QUOTED PASSAGE
══════

Thanks to all who responded. I will be trying this.

Alan Levy
VM/Linux Administrator
NYC Department of Information
Technology and Telecommunications
718-403-8020
 
 

-----Original Message-----
From: Linux on 390 Port [mailto:LINUX-390@VM.MARIST.EDU] On Behalf Of Mauro 
Souza
Sent: Saturday, May 19, 2012 9:00 PM
To: LINUX-390@VM.MARIST.EDU
Subject: Re: mac address problem

My script is called rclocal, is started on rc3 and rc5, and is the last script 
(symlinked as S99rclocal). It only have this inside:

#!/bin/bash
ping -c1 -w 1 172.16.0.1


172.16.0.1 is the default gateway. This is a vswitch lan (VSADM), on Layer2, 
using Link Aggregation. All penguins wearing red hats on that network behaves 
as it should, but all green jacketed SUSE11 penguins don't... It may be the 
color...

And as promised, here's the ifcfg-eth0 file (no LLADDR on it, as suspected):
zlinx100:~ # cat /etc/sysconfig/network/ifcfg-eth0 BOOTPROTO='static'
IPADDR='172.16.0.71/24'
BROADCAST=''
GATEWAY='172.16.0.1'
STARTMODE='auto'
NAME='OSA Express Network card (0.0.0900)'
ETHTOOL_OPTIONS=''
MTU=''
NETWORK=''
REMOTE_IPADDR=''
USERCONTROL='no'


And I think is a zVM 6.1 1101 too...

Mauro
http://mauro.limeiratem.com - registered Linux User: 294521 Scripture is both 
history, and a love letter from God.


2012/5/18 Alan Altmark <alan_altm...@us.ibm.com>:
> On Thursday, 05/17/2012 at 12:17 EDT, "Levy, Alan" 
> <al...@doitt.nyc.gov>
> wrote:
>> We have a problem with a linux server that when we reboot it, it 
>> takes
> at least
>> 15 minutes to be able to ssh into.

══════

PROVIDED INFORMATION
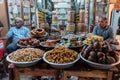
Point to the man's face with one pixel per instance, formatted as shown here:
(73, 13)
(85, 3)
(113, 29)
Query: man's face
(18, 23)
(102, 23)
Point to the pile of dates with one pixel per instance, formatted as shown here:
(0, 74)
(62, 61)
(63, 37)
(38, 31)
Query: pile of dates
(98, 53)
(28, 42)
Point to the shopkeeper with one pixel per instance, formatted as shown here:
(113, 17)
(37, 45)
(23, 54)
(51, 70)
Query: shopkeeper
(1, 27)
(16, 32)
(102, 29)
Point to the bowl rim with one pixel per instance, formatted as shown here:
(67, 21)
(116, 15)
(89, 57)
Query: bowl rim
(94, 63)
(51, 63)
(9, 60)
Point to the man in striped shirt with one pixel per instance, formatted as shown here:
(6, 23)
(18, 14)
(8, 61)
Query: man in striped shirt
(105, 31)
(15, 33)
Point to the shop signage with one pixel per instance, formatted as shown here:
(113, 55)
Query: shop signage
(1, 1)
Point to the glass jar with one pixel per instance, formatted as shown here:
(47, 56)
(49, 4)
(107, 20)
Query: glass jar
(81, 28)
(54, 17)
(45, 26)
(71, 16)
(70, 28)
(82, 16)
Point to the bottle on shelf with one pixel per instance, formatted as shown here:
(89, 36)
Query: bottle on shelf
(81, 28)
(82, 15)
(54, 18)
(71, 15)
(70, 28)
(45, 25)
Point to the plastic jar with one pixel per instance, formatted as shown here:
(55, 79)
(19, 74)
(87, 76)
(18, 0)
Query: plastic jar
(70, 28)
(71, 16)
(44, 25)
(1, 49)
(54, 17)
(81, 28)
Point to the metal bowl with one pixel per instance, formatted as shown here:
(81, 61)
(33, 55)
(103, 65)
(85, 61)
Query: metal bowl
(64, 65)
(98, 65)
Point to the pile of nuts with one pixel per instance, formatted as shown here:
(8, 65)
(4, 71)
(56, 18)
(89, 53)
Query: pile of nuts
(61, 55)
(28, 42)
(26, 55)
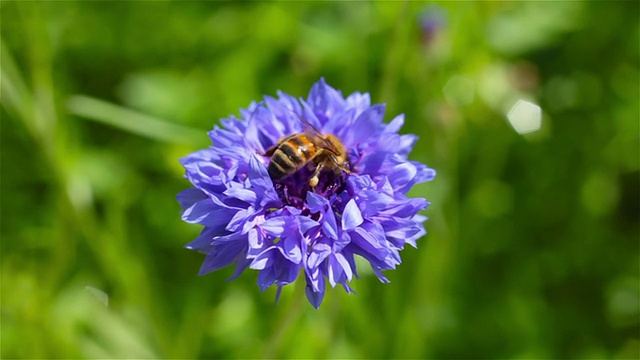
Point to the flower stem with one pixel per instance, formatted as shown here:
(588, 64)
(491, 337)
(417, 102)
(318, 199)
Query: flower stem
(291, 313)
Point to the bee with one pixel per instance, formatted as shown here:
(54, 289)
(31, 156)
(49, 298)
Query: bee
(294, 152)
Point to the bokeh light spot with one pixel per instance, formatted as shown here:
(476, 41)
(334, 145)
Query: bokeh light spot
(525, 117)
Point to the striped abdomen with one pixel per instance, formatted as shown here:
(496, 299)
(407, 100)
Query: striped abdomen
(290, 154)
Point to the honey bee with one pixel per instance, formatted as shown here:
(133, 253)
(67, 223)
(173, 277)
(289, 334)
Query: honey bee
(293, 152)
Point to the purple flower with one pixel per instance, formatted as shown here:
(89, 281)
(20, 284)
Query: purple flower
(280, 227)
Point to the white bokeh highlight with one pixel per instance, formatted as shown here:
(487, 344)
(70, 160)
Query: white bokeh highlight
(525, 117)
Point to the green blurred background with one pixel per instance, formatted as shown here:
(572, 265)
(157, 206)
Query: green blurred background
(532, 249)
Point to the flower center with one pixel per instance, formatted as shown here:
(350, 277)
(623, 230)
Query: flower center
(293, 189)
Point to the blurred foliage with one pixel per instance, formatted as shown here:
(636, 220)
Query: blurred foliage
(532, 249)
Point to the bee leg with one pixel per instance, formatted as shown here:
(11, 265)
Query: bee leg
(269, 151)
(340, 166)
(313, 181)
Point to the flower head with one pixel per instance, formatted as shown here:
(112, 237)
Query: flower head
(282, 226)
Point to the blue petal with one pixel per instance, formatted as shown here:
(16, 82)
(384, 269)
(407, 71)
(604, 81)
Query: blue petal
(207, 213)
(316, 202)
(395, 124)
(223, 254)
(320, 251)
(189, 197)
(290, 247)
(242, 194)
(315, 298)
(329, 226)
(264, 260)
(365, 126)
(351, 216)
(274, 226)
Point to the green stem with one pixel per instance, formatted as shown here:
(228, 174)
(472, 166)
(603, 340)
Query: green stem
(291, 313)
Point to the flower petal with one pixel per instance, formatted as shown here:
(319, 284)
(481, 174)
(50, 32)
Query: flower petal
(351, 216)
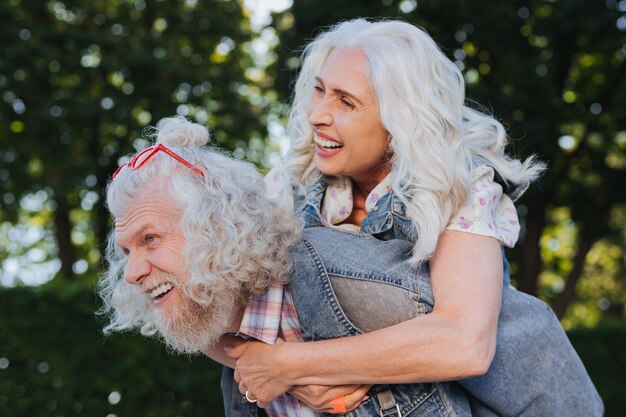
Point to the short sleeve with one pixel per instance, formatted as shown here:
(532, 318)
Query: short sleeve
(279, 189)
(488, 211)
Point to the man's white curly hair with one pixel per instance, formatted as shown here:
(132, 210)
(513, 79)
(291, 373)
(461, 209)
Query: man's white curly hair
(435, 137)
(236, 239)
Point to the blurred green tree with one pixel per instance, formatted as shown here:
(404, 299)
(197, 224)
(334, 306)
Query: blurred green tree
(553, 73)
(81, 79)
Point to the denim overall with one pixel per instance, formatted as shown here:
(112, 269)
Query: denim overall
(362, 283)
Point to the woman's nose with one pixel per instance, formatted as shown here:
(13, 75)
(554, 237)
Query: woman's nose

══════

OBJECTIVES
a – Translate this sentence from the email into Spanish: "172.16.0.1 is the default gateway."
b – Pick out every line of the records that contains the string "spot", matching case exactly.
The records are unrelated to the email.

RESPONSES TO THE TASKS
a – 172.16.0.1 es la puerta de enlace predeterminada.

b –
Point to the bokeh light spot with one pixel per instance, formatted as shown here:
Query: bokeh light spot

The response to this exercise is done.